- _EXERCISE OBJECTIVE_
Extract each line from the rows below that contains the string "vent".

- _Source records_
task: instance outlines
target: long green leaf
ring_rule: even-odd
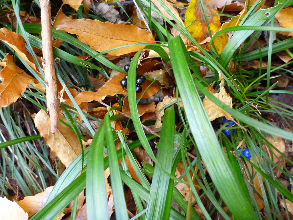
[[[89,220],[110,219],[104,174],[105,129],[102,125],[93,138],[86,170],[86,213]]]
[[[170,56],[194,138],[215,186],[234,218],[256,219],[256,216],[245,189],[221,148],[191,75],[180,37],[169,40]],[[225,182],[225,184],[223,184]]]
[[[146,218],[168,220],[170,216],[173,181],[163,171],[170,173],[172,168],[175,125],[174,106],[167,109],[164,115],[162,134],[160,138],[157,159],[161,167],[155,165]],[[169,199],[167,199],[168,198]]]

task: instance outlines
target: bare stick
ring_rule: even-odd
[[[40,0],[43,65],[47,90],[47,110],[51,121],[51,132],[55,133],[59,118],[59,103],[53,58],[50,0]]]

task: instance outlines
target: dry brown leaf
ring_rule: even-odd
[[[279,21],[281,26],[287,28],[293,28],[293,8],[283,9],[278,13],[275,18]],[[293,36],[293,32],[282,32],[283,35]]]
[[[67,16],[63,13],[62,11],[62,9],[61,8],[59,11],[58,12],[56,17],[55,17],[54,22],[53,22],[53,24],[52,25],[52,27],[57,28],[60,25],[62,25],[65,21],[72,20],[72,17],[67,17]]]
[[[214,5],[211,0],[207,0],[204,1],[203,3],[207,16],[219,13],[217,8]],[[191,0],[185,14],[184,25],[192,36],[198,42],[201,42],[210,36],[205,20],[203,19],[193,24],[192,25],[192,24],[204,17],[200,1]],[[220,29],[221,23],[219,16],[209,17],[208,18],[208,20],[212,34]]]
[[[69,123],[65,117],[59,114],[59,119]],[[63,123],[58,121],[55,134],[50,132],[51,123],[47,113],[41,109],[35,118],[35,123],[41,135],[55,155],[67,167],[81,152],[81,148],[76,134]],[[85,145],[84,145],[84,147]]]
[[[158,9],[161,12],[161,13],[166,16],[166,18],[170,21],[174,20],[172,17],[165,10],[163,6],[161,5],[157,0],[151,0],[151,2],[153,3],[158,8]],[[184,24],[184,23],[183,23],[183,21],[182,21],[181,17],[179,14],[178,11],[177,10],[177,9],[174,8],[174,7],[173,6],[173,4],[168,1],[166,0],[162,0],[162,1],[166,5],[166,6],[172,12],[172,13],[175,15],[176,18],[179,20],[180,22],[183,24]]]
[[[158,104],[156,107],[156,116],[157,116],[157,120],[156,121],[156,123],[154,127],[154,128],[159,128],[162,127],[162,123],[161,121],[162,120],[162,117],[164,116],[165,110],[163,110],[159,112],[158,111],[171,102],[176,101],[176,97],[169,97],[166,96],[164,97],[164,99],[162,101]],[[180,107],[183,107],[182,101],[181,102],[179,101],[179,104]]]
[[[0,29],[0,40],[8,44],[28,63],[36,73],[39,75],[41,75],[33,56],[27,52],[24,39],[20,34],[11,31],[6,28],[3,28]],[[41,66],[41,58],[38,57],[38,60]],[[32,83],[37,84],[38,82],[35,80],[34,82],[32,82]],[[42,91],[45,89],[45,88],[43,88]]]
[[[171,78],[170,75],[165,71],[165,70],[158,70],[151,72],[146,72],[144,75],[145,76],[158,80],[160,83],[165,86],[169,86],[173,84],[174,80]],[[158,77],[159,76],[161,76],[158,78]]]
[[[96,20],[83,19],[68,21],[56,29],[76,34],[81,41],[100,52],[119,46],[155,41],[147,31],[135,25],[115,24]],[[142,45],[127,47],[109,53],[119,56],[137,51],[144,46]]]
[[[284,209],[286,208],[285,202],[283,199],[280,199],[280,204]],[[288,211],[293,215],[293,203],[290,200],[287,199],[285,199],[285,202],[286,203],[286,206],[288,209]]]
[[[63,4],[68,4],[70,6],[77,11],[81,4],[82,0],[62,0]]]
[[[15,201],[0,197],[1,220],[28,220],[28,216]]]
[[[226,92],[224,88],[224,81],[222,81],[220,83],[220,89],[219,93],[213,94],[222,102],[232,108],[232,98]],[[210,121],[214,120],[222,116],[224,116],[228,120],[233,120],[230,114],[214,103],[207,97],[204,99],[203,105]]]
[[[122,112],[127,115],[130,116],[130,109],[129,109],[129,103],[128,102],[128,96],[124,99],[123,103]],[[155,102],[154,101],[147,105],[137,105],[138,115],[141,116],[145,113],[154,111],[156,110],[155,106]]]
[[[16,101],[33,78],[19,68],[8,54],[0,66],[4,67],[0,72],[0,108],[2,108]]]
[[[30,218],[45,205],[53,187],[54,186],[48,187],[45,191],[34,196],[25,197],[23,199],[19,201],[18,203],[25,211],[28,213],[29,217]]]
[[[286,149],[285,145],[285,143],[284,140],[282,138],[277,136],[274,136],[274,137],[275,140],[272,138],[270,138],[268,136],[265,136],[265,137],[269,142],[271,143],[272,145],[275,147],[277,149],[280,150],[282,153],[284,153],[286,151]],[[262,145],[263,148],[266,154],[270,158],[273,158],[273,161],[275,163],[281,168],[281,169],[282,169],[283,168],[283,165],[279,160],[282,161],[282,159],[283,159],[283,157],[279,153],[277,150],[275,150],[273,148],[270,147],[267,147],[266,144],[263,144]],[[284,163],[283,163],[284,164]],[[273,170],[275,175],[277,178],[280,177],[280,176],[282,173],[282,172],[279,170],[277,169],[275,167],[274,167],[273,168]]]

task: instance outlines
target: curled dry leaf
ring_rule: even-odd
[[[59,114],[59,117],[69,123],[63,114]],[[81,153],[81,147],[76,134],[60,121],[57,122],[55,134],[50,132],[50,119],[43,110],[41,109],[36,115],[35,123],[51,150],[66,167]],[[85,145],[84,145],[84,148]]]
[[[155,102],[153,101],[146,105],[137,105],[137,110],[138,111],[138,115],[140,116],[142,116],[145,113],[154,111],[156,110]],[[125,97],[123,100],[122,112],[129,116],[130,116],[130,109],[129,109],[128,96]]]
[[[101,52],[119,46],[155,41],[146,31],[135,25],[115,24],[96,20],[82,19],[67,21],[56,29],[76,34],[81,41]],[[119,56],[137,51],[144,46],[142,45],[126,47],[109,53]]]
[[[213,94],[222,102],[232,108],[232,98],[226,92],[224,88],[224,81],[222,81],[220,84],[220,89],[219,93]],[[210,121],[214,120],[222,116],[224,116],[228,120],[233,120],[229,114],[214,103],[207,97],[204,99],[203,106]]]
[[[18,204],[4,198],[0,197],[1,218],[3,220],[28,220],[28,213],[25,213]]]
[[[77,11],[81,4],[82,0],[62,0],[63,4],[68,4]]]
[[[45,205],[53,187],[54,186],[48,187],[45,191],[34,196],[25,197],[23,199],[18,201],[18,204],[28,213],[29,217],[30,218]]]
[[[211,0],[204,1],[203,3],[207,16],[219,13],[217,8]],[[192,24],[197,20],[204,17],[204,16],[200,1],[196,0],[191,0],[185,14],[184,25],[192,36],[198,42],[210,36],[205,19],[201,20],[192,25]],[[208,20],[212,34],[220,29],[221,23],[219,16],[209,17],[208,18]]]
[[[20,34],[11,31],[6,28],[0,29],[0,40],[5,42],[23,59],[41,77],[41,75],[39,72],[35,60],[32,55],[26,51],[24,38]],[[38,61],[42,66],[42,60],[38,57]],[[41,91],[45,90],[45,88],[35,79],[31,83],[34,87]]]
[[[19,68],[8,54],[0,66],[4,67],[0,72],[0,108],[2,108],[16,101],[33,78]]]

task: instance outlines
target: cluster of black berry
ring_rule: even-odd
[[[130,62],[132,60],[133,57],[131,57],[129,60]],[[130,65],[127,64],[124,66],[124,70],[125,71],[128,71],[129,69],[129,66]],[[124,78],[121,79],[120,81],[120,84],[122,87],[122,88],[125,89],[127,87],[127,78],[128,78],[128,75],[126,75],[124,77]],[[142,91],[142,89],[141,85],[146,81],[146,77],[144,76],[141,75],[140,76],[137,73],[135,75],[135,92],[137,93],[140,93]]]

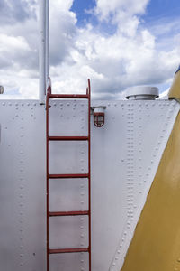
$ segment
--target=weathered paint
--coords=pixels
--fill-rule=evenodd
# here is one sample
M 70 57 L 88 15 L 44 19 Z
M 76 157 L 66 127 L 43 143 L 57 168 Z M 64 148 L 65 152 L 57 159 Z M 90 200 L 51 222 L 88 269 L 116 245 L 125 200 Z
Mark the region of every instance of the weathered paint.
M 122 271 L 180 270 L 180 115 L 178 115 Z
M 180 71 L 179 71 L 179 70 L 175 75 L 173 84 L 172 84 L 169 93 L 168 93 L 168 98 L 175 98 L 177 101 L 180 101 Z

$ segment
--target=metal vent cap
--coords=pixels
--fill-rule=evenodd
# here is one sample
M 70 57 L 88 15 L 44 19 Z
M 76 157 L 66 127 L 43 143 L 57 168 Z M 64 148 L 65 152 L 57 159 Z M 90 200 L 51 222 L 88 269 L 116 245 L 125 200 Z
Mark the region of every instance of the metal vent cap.
M 155 99 L 158 98 L 158 88 L 149 86 L 137 86 L 127 89 L 127 99 Z

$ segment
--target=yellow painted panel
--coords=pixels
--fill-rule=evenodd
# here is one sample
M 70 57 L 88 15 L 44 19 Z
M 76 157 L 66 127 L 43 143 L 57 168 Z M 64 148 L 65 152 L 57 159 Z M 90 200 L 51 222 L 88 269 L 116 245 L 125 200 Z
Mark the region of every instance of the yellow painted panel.
M 168 98 L 180 101 L 180 71 L 176 73 L 173 84 L 169 89 Z
M 180 115 L 122 270 L 180 271 Z

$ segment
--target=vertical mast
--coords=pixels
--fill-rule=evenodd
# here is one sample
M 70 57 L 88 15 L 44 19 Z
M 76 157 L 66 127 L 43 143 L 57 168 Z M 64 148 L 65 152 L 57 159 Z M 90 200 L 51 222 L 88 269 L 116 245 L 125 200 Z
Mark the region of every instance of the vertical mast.
M 40 0 L 40 103 L 44 104 L 49 77 L 50 0 Z

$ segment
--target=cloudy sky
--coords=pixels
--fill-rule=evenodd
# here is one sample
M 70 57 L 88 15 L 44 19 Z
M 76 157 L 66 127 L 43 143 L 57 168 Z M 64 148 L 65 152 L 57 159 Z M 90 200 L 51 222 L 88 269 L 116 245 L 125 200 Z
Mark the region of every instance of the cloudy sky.
M 11 98 L 37 98 L 38 0 L 0 0 L 0 85 Z M 50 0 L 54 92 L 122 98 L 127 88 L 166 91 L 180 63 L 179 0 Z

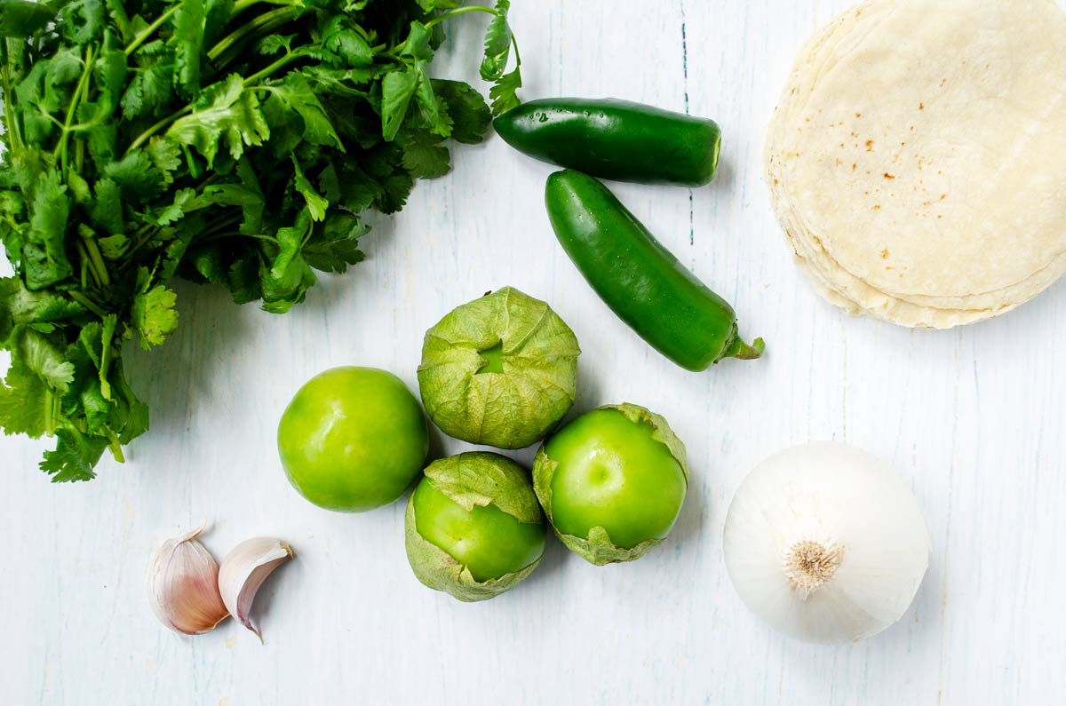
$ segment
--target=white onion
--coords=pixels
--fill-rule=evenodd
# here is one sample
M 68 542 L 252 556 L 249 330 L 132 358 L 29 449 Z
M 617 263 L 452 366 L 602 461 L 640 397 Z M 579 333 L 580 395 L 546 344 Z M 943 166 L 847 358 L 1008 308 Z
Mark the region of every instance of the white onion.
M 747 607 L 785 635 L 822 643 L 862 640 L 899 621 L 931 551 L 903 479 L 835 443 L 759 464 L 733 496 L 724 545 Z

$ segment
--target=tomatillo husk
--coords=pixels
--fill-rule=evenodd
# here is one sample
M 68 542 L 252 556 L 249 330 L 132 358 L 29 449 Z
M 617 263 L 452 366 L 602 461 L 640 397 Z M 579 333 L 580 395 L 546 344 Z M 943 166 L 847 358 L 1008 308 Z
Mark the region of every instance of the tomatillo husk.
M 574 404 L 580 353 L 574 332 L 546 303 L 504 287 L 426 332 L 422 403 L 449 436 L 524 448 Z
M 452 514 L 449 519 L 452 524 L 438 527 L 435 525 L 437 517 L 419 516 L 417 497 L 420 490 L 424 490 L 424 484 L 431 484 L 434 494 L 445 496 L 448 504 L 454 503 L 450 507 Z M 498 511 L 492 513 L 497 528 L 500 513 L 513 519 L 514 524 L 495 534 L 486 531 L 485 527 L 478 526 L 479 508 Z M 484 517 L 484 514 L 481 516 Z M 505 524 L 507 522 L 504 520 Z M 436 534 L 427 531 L 426 527 L 436 529 Z M 513 534 L 503 536 L 508 529 L 519 534 L 519 543 L 524 543 L 517 550 L 513 545 L 505 544 L 515 540 Z M 514 461 L 489 452 L 461 453 L 430 464 L 425 477 L 419 481 L 407 502 L 404 531 L 407 560 L 418 580 L 466 603 L 496 597 L 524 580 L 540 563 L 547 539 L 545 516 L 528 472 Z M 439 539 L 434 542 L 427 536 Z M 457 546 L 441 546 L 448 541 L 455 542 Z M 488 546 L 479 545 L 479 542 L 488 542 Z M 499 542 L 500 546 L 492 546 L 494 542 Z M 480 552 L 480 566 L 472 565 L 473 561 L 463 560 L 459 550 L 469 551 L 471 546 L 472 553 L 468 557 L 477 561 Z M 520 565 L 513 571 L 502 574 L 497 571 L 488 578 L 481 576 L 482 580 L 479 580 L 475 575 L 490 572 L 484 565 L 485 556 L 489 556 L 490 563 L 499 567 L 499 556 L 494 556 L 499 553 L 510 553 L 512 558 L 524 556 L 524 559 L 515 559 Z
M 690 470 L 684 444 L 669 428 L 665 418 L 642 406 L 629 403 L 609 404 L 599 407 L 599 410 L 614 410 L 620 412 L 634 424 L 648 424 L 651 427 L 651 438 L 662 444 L 669 455 L 677 462 L 678 466 L 680 466 L 684 477 L 685 490 L 688 488 Z M 665 534 L 661 537 L 647 539 L 629 548 L 619 547 L 611 540 L 608 530 L 601 526 L 592 527 L 585 536 L 576 536 L 561 531 L 552 515 L 552 481 L 560 467 L 560 462 L 548 456 L 548 442 L 550 439 L 540 445 L 540 449 L 533 461 L 533 488 L 537 499 L 540 501 L 542 508 L 544 508 L 545 514 L 548 516 L 548 522 L 551 523 L 552 529 L 563 544 L 575 553 L 597 566 L 640 559 L 662 544 L 665 540 Z M 680 504 L 677 511 L 680 512 Z M 674 522 L 676 522 L 676 517 Z M 673 529 L 673 524 L 671 524 L 671 529 Z

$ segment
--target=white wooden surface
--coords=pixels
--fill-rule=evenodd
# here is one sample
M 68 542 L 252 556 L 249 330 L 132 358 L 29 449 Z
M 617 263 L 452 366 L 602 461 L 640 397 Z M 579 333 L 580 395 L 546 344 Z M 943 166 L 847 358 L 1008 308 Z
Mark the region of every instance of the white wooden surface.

- _ANSWER_
--target=metal vent cap
Mark the region of every instance of the metal vent cap.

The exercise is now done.